SELECTED EXTRACT:
┌──

Yes you can take the steps to achieve your health goals by following steps. In fact the path to success usually has steps; it’s rare for goals to be “accidentally” achieved.
Success is rarely an accident, it leaves clues and hints.
– Unknown
Having goals is awesome and all, but without a plan and strategy, goals remain over there, in your dreams and to-do lists. There are a few steps needed to turn your wish into a reality, and it involves having basic components of belief, faith, discipline and consistency.
At the top of the list is BELIEF! Actually ask yourself, do you truly believe that you are worthy of having what you want? If deep deep down you don’t, you will find yourself subconsciously sabotaging your efforts – taking one step forward and two steps back. Work on your belief and view of yourself and see yourself being the type of person who does what you wish to achieve.
Once your mindset is in the right place, the following steps can be applied:
1. Define Your Main Goals Clearly And Write Them Down
You have to be very specific about what you want – want to lose a few inches from your waist? Or to lose 20kg? Or to be the strongest woman/man in your country? Or to reduce your body fat? Or maybe to become the most chiselled you have ever been. You need to have clarity of what exactly you are going for, and know where your ultimate destination is. Clarity on any goal in life helps you to be specific of what you are aiming for, and it applies also to your health goals.

└──

WORK TASK 1:
Revise the passage of the text on health goals from "Yes you can" to "wish to achieve.", replacing "awesome" with "great".
WORK TASK 2:
List the basic components that the text on health goals says turning a wish into a reality involves.
WORK TASK 3:
Decide whether each statement agrees with the text on health goals, answering yes or no and quoting the deciding words: (a) Success is rarely an accident. (b) The first numbered step is to define main goals clearly and write them down. (c) Discipline is at the top of the list.
The material after this sentence is unrelated to the text on health goals.

GIVEN DATA:
┌──

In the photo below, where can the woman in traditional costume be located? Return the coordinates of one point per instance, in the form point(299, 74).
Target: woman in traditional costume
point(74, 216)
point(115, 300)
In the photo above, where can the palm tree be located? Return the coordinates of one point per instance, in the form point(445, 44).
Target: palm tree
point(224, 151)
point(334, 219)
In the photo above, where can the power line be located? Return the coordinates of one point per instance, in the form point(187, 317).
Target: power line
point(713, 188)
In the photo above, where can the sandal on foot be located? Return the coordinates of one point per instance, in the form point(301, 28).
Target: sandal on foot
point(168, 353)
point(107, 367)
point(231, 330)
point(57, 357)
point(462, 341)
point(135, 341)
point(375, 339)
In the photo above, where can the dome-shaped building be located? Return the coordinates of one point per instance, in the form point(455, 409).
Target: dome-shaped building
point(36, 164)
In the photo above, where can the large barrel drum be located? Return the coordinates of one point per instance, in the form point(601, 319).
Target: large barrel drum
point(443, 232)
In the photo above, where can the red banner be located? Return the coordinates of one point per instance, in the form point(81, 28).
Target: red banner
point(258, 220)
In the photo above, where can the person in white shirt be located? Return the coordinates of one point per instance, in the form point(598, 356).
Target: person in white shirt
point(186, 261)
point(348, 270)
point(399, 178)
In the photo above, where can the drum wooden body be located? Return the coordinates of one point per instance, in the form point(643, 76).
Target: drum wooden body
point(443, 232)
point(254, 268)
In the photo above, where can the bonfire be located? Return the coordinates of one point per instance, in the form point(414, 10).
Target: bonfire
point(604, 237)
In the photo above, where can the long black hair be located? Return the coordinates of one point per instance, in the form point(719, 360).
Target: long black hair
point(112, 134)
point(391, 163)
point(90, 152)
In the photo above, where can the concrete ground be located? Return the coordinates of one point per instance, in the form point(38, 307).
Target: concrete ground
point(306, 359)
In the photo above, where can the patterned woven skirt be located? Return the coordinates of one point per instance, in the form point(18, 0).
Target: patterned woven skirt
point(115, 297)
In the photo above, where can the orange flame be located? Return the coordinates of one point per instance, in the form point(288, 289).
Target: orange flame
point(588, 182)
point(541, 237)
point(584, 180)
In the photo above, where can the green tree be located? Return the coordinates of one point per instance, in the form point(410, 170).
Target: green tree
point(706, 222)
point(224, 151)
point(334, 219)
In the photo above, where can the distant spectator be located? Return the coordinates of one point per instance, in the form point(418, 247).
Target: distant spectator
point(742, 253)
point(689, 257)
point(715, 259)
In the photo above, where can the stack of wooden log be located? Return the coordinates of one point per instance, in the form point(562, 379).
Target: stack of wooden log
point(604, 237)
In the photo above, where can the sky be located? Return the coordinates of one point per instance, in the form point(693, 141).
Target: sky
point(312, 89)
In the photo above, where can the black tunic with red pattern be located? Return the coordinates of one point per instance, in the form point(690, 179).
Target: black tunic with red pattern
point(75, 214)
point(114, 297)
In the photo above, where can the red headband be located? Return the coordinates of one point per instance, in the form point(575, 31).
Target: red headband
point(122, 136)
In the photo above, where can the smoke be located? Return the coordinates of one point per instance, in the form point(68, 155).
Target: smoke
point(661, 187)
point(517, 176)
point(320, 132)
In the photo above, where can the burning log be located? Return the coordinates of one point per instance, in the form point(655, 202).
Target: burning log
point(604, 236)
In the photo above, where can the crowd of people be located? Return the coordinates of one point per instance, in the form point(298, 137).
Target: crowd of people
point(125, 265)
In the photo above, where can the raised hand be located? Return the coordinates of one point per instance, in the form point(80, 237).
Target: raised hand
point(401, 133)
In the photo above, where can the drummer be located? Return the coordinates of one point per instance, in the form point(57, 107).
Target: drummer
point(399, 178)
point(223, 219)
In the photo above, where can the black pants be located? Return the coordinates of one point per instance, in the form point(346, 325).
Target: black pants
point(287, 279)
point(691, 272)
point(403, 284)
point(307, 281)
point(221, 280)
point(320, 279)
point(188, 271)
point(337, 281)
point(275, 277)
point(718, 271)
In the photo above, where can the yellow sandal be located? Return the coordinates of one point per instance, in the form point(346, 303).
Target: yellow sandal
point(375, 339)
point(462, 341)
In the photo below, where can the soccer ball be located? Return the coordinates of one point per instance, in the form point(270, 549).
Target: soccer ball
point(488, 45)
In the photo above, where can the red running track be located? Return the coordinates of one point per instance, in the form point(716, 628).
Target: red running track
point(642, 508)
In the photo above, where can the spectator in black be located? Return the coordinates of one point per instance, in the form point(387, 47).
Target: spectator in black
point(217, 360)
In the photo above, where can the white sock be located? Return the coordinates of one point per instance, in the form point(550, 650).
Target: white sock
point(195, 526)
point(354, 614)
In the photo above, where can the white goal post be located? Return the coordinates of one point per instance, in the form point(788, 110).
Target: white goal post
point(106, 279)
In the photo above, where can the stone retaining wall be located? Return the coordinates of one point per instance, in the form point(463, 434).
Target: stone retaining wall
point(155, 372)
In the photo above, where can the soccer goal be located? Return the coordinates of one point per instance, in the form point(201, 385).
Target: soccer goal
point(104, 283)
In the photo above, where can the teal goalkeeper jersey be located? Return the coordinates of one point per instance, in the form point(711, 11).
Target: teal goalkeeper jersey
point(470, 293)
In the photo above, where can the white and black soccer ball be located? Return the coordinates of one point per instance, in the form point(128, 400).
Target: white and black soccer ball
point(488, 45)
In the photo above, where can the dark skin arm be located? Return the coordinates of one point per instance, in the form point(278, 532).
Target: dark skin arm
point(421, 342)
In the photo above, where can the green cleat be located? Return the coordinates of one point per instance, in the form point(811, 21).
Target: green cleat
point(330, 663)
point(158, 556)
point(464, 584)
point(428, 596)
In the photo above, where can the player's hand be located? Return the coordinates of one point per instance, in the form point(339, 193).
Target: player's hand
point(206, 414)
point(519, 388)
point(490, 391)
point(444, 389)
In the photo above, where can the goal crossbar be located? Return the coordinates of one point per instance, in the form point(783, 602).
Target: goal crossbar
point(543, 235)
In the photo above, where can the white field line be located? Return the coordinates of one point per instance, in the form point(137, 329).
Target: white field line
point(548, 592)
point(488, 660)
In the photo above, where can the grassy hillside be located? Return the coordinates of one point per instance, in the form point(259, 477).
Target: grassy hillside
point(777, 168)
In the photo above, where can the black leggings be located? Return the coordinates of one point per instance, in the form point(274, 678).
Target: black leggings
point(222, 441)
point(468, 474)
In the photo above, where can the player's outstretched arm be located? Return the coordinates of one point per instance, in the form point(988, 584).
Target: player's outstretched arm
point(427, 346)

└──

OUTPUT 1:
Yes you can take the steps to achieve your health goals by following steps. In fact the path to success usually has steps; it’s rare for goals to be “accidentally” achieved.
Success is rarely an accident, it leaves clues and hints.
– Unknown
Having goals is great and all, but without a plan and strategy, goals remain over there, in your dreams and to-do lists. There are a few steps needed to turn your wish into a reality, and it involves having basic components of belief, faith, discipline and consistency.
At the top of the list is BELIEF! Actually ask yourself, do you truly believe that you are worthy of having what you want? If deep deep down you don’t, you will find yourself subconsciously sabotaging your efforts – taking one step forward and two steps back. Work on your belief and view of yourself and see yourself being the type of person who does what you wish to achieve.

OUTPUT 2:
belief, faith, discipline, consistency

OUTPUT 3:
(a) Yes: "Success is rarely an accident, it leaves clues and hints."
(b) Yes: "1. Define Your Main Goals Clearly And Write Them Down"
(c) No: "At the top of the list is BELIEF!"